Thank you so much for saying it. I’ve been leaning on a quote that Jessica Craven said after the election; “We do not get to choose the era we live in.” You’re right… people live fulfilling lives even in dictatorial countries all the time, and our job is to add to the good of the world in whatever way we know how.
You keep going too <3
My dreams were gone 14 years ago when I had to stop my whole life to take care of my parents because they were sick and insurance company caused my mom to have a stroke because they denied heart surgery even though she had an infection in her heart, they didn’t care. This country is bullshit one big, laughing joke, and we weren’t pervy to it.
I’m so sorry Christine… I came really, really close to losing control of my legs and bladder because of the damn runaround with insurance. It’s insane that nearly every American has a horror story with this system, yet it’s been allowed to stay this way.
I'm just a random guy who stumbled into these comments somehow, and now I feel ashamed out of sympathy for the pain that's described here. Women are so strong; they bend and suffer but their heads are always up. Just a random guy wishing you well.
This was a really sweet thing to say <3 Thank you!
Feeling all of this. I don’t know the answer yet. Moving through grief. Therapist recommends imagining Post Traumatic Growth. And poetry. Dark Night of the Soul by St John of the Cross. Dogfish by Mary Oliver. For now, dropping anchor in the storm. Hold fast. ⚓️
https://www.poetryfoundation.org/poems/157984/the-dark-night-of-the-soul
Dropping anchor in the storm is the best way to put it… we’re holding to see if there’s a reason for hope <3
I felt this with my soul. I'm in a very similar boat. America is a hellscape and we are all just trying to survive.
I like to think of it as an open air prison. We think we have choices but we don't. My partner has called me terminally optimistic. But it's because if I'm not, we'd die.
I have to believe in something. A year ago I found my calling. I'm still working towards it, and still worried about becoming homeless each month, but I have a goal. It's given me more hope than anything else.
The biggest act of rebellion is hope. Hope of a better future. Hope we can actually have big dreams. Hope that we DESERVE to thrive in our lives.
Because as Americans, if we are anything, it's tenacious as fuck.
I turned 56 the first time dump was elected. I'm 65 now. Retirement gets fartger and farther away. At my husband's birthday party tonight the family who didn't vote for dump, gathered. We committed to each other and the 4 grandkids sitting at the table. We have another granddaughter due in April. Im terrified. My single 32 year old daughter survived 4 years of brain surgeries to control her epilepsy. Her hopelessness has been debilitating. I have no suggestions but I'll tell you what I tell my daughter, "please stay. Don't leave us." Personally I'm going to study mesoamerican culture and art. I'm listening to Spanish TV and keeping my Spanish strong. If you say where you live perhaps some of the people can get together. Sending you hugs.
Okay fartger should be a word
I feel as you feel, I wish at times I could simply ignore the ugliness I see every day, from what I'm reading here, a lot of good people, really don't see what's coming, I have drawn a few conclusions, your right, I feel as though there's nothing to look forward to, such an odd feeling,
I have decided to employ the phrase: "Start where you are. Use what you have. Do what you can." I can't stop JBEMMZ from robbing the country, but I can journal for the future archives' sake (on paper), and volunteer at a food bank. Drill down extra extra hard... It's fair to lose hope in the country, but not your fellow humans... Or that's what I keep telling myself! Harder to feel it all the time
As a 75 yr old, I see no hope fore the rest of my life. It will take decades for any type of turnaround. However I really worry about the world in general. Not a glimmer.
Hi Linda... I wish so much that I could offer some words of comfort, you know? Like, some kinda solution or way forward... I'm just coming up short. What I can say for sure is, you're not alone in your worries. Not alone at all.
I definitely do and so grateful. Thank you, Brie!
With all due respect, I feel you. But we need to buckle up.

##############################

## [Work order 1]
Decide whether each of these statements agrees with the comment thread: (a) one commenter's therapist recommends imagining Post Traumatic Growth; (b) the commenter who turned 56 the first time is now 70; (c) one commenter intends to volunteer at an animal shelter. For each, answer yes or no and quote the words from the thread that settle it.
## [Work order 2]
From the comment thread, print the text between "This was a really" and "trying to survive.", inclusive.
## [Work order 3]
Turn the paragraph of the comment thread that begins "I have decided to employ the phrase" into a short list that keeps its main facts.
The stored data entries are material unrelated to the comment thread.

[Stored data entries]

##############################

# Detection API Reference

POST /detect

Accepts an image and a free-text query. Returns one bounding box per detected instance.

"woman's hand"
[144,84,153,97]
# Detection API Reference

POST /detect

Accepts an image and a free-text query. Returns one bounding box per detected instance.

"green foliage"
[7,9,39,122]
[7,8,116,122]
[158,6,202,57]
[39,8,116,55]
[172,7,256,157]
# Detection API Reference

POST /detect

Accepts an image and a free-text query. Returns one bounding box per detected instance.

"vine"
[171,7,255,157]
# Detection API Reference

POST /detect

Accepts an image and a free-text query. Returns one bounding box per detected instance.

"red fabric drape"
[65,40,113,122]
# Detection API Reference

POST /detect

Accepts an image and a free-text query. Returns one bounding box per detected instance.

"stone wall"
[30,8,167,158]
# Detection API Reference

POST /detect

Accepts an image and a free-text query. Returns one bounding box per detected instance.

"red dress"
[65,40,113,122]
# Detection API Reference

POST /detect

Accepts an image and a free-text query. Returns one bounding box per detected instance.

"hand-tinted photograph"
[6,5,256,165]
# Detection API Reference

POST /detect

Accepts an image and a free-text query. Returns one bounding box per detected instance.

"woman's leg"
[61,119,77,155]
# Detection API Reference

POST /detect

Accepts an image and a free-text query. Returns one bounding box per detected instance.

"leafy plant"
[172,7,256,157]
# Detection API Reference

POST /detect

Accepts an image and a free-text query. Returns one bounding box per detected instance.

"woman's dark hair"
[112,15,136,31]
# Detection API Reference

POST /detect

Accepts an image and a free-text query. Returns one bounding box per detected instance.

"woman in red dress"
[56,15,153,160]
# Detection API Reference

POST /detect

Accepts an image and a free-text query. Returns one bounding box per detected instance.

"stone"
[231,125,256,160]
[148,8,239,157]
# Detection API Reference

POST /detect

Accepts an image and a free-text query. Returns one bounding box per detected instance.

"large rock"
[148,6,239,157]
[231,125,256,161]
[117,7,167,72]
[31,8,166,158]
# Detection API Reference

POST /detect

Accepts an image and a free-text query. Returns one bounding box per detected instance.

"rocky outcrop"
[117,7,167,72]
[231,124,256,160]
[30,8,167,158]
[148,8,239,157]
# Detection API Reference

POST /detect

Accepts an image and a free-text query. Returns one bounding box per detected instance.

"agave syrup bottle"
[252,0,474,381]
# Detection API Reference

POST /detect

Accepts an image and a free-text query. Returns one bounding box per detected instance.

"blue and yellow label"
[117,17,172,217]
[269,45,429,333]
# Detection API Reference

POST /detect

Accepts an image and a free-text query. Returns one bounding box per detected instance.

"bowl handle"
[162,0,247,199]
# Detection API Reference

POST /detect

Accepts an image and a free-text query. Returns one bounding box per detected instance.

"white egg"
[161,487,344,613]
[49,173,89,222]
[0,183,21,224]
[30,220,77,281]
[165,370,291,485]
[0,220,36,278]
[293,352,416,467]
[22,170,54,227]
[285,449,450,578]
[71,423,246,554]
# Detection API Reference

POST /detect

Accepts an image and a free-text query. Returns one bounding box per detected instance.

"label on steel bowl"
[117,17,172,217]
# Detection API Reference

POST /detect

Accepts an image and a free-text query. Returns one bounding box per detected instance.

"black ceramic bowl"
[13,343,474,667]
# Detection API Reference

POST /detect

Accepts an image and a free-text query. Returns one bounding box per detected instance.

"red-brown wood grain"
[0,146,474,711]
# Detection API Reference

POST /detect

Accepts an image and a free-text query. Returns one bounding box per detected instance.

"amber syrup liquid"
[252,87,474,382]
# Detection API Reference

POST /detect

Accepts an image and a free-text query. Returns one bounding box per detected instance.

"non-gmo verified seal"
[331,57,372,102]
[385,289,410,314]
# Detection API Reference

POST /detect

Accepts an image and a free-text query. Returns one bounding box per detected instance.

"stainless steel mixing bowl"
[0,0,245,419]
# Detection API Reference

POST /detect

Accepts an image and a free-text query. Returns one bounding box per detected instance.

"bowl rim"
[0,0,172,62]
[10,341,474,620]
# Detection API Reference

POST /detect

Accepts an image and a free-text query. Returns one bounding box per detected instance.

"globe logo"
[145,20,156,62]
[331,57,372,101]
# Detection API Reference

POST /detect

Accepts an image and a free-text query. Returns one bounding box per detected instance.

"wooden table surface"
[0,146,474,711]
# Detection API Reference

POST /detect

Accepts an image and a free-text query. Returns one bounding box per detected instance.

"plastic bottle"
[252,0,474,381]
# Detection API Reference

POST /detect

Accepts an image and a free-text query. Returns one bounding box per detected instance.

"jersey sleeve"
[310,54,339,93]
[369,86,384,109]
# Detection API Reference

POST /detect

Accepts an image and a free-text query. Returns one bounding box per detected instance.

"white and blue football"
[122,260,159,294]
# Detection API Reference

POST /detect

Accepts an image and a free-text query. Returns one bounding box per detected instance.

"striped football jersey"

##############################

## [Response area 1]
(a) Yes: "Therapist recommends imagining Post Traumatic Growth."
(b) No: "I'm 65 now."
(c) No: "volunteer at a food bank."

## [Response area 2]
This was a really sweet thing to say <3 Thank you!
Feeling all of this. I don’t know the answer yet. Moving through grief. Therapist recommends imagining Post Traumatic Growth. And poetry. Dark Night of the Soul by St John of the Cross. Dogfish by Mary Oliver. For now, dropping anchor in the storm. Hold fast. ⚓️
https://www.poetryfoundation.org/poems/157984/the-dark-night-of-the-soul
Dropping anchor in the storm is the best way to put it… we’re holding to see if there’s a reason for hope <3
I felt this with my soul. I'm in a very similar boat. America is a hellscape and we are all just trying to survive.

## [Response area 3]
- The writer has adopted the phrase "Start where you are. Use what you have. Do what you can."
- The writer can't stop JBEMMZ from robbing the country.
- The writer can keep a paper journal for the future archives' sake and volunteer at a food bank.
- It's fair to lose hope in the country, but not in fellow humans. The writer keeps repeating this but finds it harder to feel all the time.